##### Source extract

/****************************************************************
*																*
*		Add on some more complex functions.  These are mostly used to find	*
*	different constants to be used in various expansions of trig and exp		*
*	functions.  Need to combine with polynomials of floats to create all terms	*
*	of a full expansion using Chebyshev polynomials and reducing to standard	*
*	polynomials.													*
*					Author = Mike Rosing							*
*					 date   = May 1, 2000							*
*																*
****************************************************************/

#include "bigfloat.h"
#include "multipoly.h"

void split( FLOAT *x, FLOAT *intprt, FLOAT *frac);

extern RAMDATA ram_block[];

MULTIPOLY	twoxcoef;		/*  2^x expansion series coefficients  */
MULTIPOLY	coscoef;		/*  cos(x)  expansion series coefficients  */
FLOAT		P2;			/*  PI/2  */
FLOAT		ln2;			/*  ln(2)	*/

/*  compute pi to 250 bits  or so.  
	Uses formula arcsin(1/2) = pi/6 = pi/2 - 1 - sum(
		1*3*5*...*(2k-1))/(2^3k (2k+1) k!)
*/
void calcpi( FLOAT *pi)
{
	FLOAT tn, constant;
	int i;
	
	null( pi);
	int_to_float( 1, &tn);
	tn.expnt = -2;
	int_to_float( 3, &constant);
	divide( &tn, &constant, &tn);
	add( pi, &tn, pi);
	for( i=2; i<123; i++)
	{
		int_to_float( 2*i-1, &constant);
		multiply(&constant, &constant, &constant);
		multiply( &constant, &tn, &tn);
		int_to_float( 2*i+1, &constant);
		divide( &tn, &constant, &tn);
		int_to_float( i, &constant);
		divide( &tn, &constant, &tn);
		tn.expnt -= 3;
		add( &tn, pi, pi);
	}
	int_to_float( 1, &constant);
	add( &constant, pi, pi);
	int_to_float( 3, &constant);
	multiply( &constant, pi, pi);
}

/*  Output of above routine is:
tn.expnt = -256
pi = 
E +3.14159265358979323846264338327950288419716939937\
	510582097494459230781640628585258
pi.expnt = 2
pi.mntsa.e[] = {
	 0x1d89cd8c,  0x105df53,  0x4533e63a,  0x94812704,  
	 0xc06e0e68,  0x62633145,  0x10b4611a,  0x6487ed51 
                     }
*/

/*  compute ln(2) to 256 bits.
	ln(2) = 2 sum( 1/( (2k+1) * 3^(2k+1) )
	which converges in about 70+ terms.
*/

void calcln2( FLOAT *ln2)

##########
##### Available data

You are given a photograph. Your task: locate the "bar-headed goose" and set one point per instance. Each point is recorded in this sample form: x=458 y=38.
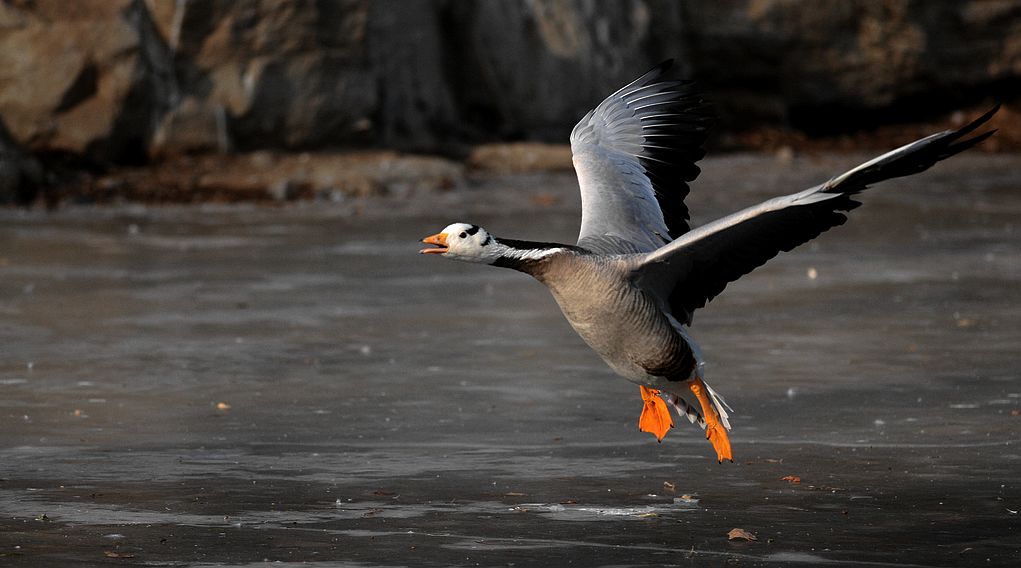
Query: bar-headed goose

##########

## Stated exercise
Answer these from the source extract:
1. Who is named as the author, and what date is given?
2. To how many bits does the comment before calcpi say pi is computed?
3. According to the ln(2) comment, in about how many terms does the series converge?

## Finished task
1. Mike Rosing, May 1, 2000.
2. 250 bits or so.
3. About 70+ terms.